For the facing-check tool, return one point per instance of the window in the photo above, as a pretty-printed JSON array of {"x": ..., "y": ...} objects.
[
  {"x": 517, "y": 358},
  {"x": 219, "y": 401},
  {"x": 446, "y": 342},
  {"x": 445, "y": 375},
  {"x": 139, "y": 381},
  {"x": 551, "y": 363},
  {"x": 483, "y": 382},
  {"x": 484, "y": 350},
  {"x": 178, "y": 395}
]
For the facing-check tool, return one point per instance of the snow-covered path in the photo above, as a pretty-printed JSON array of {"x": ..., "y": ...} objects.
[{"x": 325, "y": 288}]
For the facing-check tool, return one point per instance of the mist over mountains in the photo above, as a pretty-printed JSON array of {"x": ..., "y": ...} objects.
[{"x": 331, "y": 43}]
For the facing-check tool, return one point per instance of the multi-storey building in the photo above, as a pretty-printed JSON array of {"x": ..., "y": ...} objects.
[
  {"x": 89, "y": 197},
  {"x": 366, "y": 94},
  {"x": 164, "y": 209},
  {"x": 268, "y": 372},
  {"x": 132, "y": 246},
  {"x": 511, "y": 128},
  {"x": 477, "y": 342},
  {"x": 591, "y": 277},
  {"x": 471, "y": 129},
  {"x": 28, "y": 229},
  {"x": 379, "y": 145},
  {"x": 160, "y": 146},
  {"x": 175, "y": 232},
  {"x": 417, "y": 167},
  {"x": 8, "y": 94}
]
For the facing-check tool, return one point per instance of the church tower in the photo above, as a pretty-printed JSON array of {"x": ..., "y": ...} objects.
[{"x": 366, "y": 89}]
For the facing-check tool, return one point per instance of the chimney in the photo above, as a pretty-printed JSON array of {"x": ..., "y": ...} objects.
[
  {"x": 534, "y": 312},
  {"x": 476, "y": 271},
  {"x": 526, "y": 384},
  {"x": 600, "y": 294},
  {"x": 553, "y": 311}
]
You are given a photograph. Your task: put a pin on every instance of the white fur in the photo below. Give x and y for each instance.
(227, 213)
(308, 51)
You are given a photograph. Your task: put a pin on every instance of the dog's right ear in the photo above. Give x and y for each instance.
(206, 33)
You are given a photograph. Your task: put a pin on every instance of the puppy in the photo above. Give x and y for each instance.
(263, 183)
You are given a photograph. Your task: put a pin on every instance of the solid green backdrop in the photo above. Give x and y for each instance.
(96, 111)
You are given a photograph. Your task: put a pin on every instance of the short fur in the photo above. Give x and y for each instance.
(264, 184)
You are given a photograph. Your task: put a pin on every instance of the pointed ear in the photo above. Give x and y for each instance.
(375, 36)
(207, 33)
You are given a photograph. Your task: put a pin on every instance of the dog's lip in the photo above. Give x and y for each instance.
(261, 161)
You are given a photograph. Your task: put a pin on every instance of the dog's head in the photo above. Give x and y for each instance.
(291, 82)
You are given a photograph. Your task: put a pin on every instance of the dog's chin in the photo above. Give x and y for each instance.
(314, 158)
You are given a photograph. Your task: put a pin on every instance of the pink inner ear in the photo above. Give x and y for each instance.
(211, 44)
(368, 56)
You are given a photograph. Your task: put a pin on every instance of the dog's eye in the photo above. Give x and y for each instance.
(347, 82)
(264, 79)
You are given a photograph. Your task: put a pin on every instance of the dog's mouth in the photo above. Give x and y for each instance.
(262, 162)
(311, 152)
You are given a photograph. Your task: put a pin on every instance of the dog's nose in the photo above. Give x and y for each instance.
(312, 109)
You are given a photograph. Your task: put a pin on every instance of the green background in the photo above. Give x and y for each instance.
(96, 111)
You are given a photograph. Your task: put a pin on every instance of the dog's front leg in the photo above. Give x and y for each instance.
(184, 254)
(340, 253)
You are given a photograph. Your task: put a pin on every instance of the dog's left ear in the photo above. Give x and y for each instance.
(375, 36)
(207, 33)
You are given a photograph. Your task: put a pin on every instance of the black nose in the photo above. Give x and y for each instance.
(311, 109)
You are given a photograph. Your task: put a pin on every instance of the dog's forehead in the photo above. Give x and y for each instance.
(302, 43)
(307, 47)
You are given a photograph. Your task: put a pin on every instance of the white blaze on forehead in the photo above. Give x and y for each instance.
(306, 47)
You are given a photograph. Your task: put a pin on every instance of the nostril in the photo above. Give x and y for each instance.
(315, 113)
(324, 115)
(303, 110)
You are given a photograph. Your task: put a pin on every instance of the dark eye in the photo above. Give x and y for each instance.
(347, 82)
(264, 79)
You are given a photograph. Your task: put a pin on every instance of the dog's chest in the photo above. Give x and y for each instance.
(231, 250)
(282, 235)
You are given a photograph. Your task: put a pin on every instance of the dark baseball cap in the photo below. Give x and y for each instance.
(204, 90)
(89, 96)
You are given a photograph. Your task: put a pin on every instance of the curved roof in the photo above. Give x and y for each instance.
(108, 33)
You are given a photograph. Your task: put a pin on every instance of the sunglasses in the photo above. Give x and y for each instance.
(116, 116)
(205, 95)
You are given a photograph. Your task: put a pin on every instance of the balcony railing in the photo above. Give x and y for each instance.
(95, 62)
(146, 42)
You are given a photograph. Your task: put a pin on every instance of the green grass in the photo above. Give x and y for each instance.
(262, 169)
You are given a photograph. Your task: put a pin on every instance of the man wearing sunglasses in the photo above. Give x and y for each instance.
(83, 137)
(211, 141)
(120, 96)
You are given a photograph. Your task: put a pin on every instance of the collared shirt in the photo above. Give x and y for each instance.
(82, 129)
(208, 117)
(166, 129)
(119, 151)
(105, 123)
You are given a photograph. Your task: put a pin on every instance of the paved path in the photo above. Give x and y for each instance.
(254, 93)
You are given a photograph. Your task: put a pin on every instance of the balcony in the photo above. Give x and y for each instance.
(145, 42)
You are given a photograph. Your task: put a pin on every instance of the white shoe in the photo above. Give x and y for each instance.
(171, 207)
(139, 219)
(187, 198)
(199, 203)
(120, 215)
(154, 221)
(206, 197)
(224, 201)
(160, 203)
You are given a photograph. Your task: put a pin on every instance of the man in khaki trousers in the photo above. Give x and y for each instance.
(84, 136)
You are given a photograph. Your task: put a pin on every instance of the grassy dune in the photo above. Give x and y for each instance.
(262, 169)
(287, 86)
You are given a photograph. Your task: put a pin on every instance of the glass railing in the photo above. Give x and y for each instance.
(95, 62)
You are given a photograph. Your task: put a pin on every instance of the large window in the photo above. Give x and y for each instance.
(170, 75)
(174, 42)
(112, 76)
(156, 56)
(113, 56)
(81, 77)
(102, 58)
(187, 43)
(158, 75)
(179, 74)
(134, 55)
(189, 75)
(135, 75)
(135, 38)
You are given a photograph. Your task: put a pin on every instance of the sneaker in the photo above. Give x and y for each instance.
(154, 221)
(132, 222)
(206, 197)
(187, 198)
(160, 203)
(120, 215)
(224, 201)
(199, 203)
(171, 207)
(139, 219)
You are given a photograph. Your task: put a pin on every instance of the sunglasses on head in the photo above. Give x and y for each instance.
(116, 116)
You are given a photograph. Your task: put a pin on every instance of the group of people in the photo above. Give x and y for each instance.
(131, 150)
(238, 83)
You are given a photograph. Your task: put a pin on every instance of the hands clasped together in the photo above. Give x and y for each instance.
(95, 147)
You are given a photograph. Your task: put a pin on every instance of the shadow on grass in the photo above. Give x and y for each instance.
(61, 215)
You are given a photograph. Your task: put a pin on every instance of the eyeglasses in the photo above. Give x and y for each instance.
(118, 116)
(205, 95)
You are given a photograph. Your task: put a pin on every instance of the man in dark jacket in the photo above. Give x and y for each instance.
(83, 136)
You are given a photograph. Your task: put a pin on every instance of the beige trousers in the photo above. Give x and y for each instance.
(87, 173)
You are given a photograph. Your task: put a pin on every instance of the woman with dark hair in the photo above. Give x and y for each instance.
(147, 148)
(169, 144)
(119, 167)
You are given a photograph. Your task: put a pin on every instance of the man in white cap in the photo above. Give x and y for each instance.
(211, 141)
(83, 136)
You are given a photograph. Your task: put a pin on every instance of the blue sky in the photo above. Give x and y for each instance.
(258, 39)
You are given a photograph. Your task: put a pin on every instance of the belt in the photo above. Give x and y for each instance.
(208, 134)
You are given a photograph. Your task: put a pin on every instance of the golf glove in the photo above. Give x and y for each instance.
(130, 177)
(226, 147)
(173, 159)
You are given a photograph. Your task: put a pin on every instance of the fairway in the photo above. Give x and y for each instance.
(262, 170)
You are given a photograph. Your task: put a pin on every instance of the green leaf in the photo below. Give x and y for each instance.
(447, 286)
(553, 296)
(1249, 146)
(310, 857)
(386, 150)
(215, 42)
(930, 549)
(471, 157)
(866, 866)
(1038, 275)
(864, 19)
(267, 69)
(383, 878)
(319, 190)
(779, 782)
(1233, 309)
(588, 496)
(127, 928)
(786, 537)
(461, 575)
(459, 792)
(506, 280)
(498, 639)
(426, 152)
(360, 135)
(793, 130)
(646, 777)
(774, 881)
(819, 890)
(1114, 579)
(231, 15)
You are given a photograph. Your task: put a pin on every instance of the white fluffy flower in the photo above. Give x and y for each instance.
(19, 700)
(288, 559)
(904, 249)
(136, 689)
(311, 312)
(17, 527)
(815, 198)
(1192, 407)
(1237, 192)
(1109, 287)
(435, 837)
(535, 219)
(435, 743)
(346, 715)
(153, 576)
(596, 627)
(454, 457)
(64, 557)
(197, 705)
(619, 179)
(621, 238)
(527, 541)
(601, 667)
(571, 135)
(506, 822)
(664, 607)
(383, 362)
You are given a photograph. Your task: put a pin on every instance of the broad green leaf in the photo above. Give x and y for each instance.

ASSIGNMENT
Set down the lines from the one with "the green leaf" through the end of the data above. Keep each exactly as written and add no other line.

ANSWER TO THIS EXERCISE
You are given a photograph. Your task: put a pin on every instance of the green leaf in the photo below. Give x and y for each instance.
(447, 286)
(553, 296)
(1249, 146)
(310, 857)
(386, 150)
(215, 42)
(930, 549)
(471, 157)
(866, 866)
(1038, 275)
(864, 19)
(267, 69)
(383, 878)
(319, 190)
(779, 782)
(1233, 309)
(588, 496)
(127, 928)
(786, 537)
(461, 575)
(459, 792)
(506, 280)
(498, 639)
(426, 152)
(360, 135)
(793, 130)
(646, 777)
(774, 881)
(819, 890)
(1114, 579)
(231, 15)
You are given a photograph. Your task: put a pin on every instance of the white fluffy flower in the photo above. Give x and y for each instance.
(19, 700)
(288, 559)
(904, 249)
(136, 689)
(311, 312)
(17, 527)
(815, 198)
(1192, 407)
(1237, 192)
(1109, 287)
(435, 837)
(535, 219)
(435, 743)
(346, 715)
(153, 576)
(596, 627)
(454, 457)
(64, 557)
(197, 705)
(619, 179)
(621, 238)
(527, 541)
(601, 667)
(571, 135)
(506, 822)
(664, 607)
(383, 362)
You are given a photograph. Your task: put a pin on every instance of the broad green leaf in the photo above. Give x and y for each instance.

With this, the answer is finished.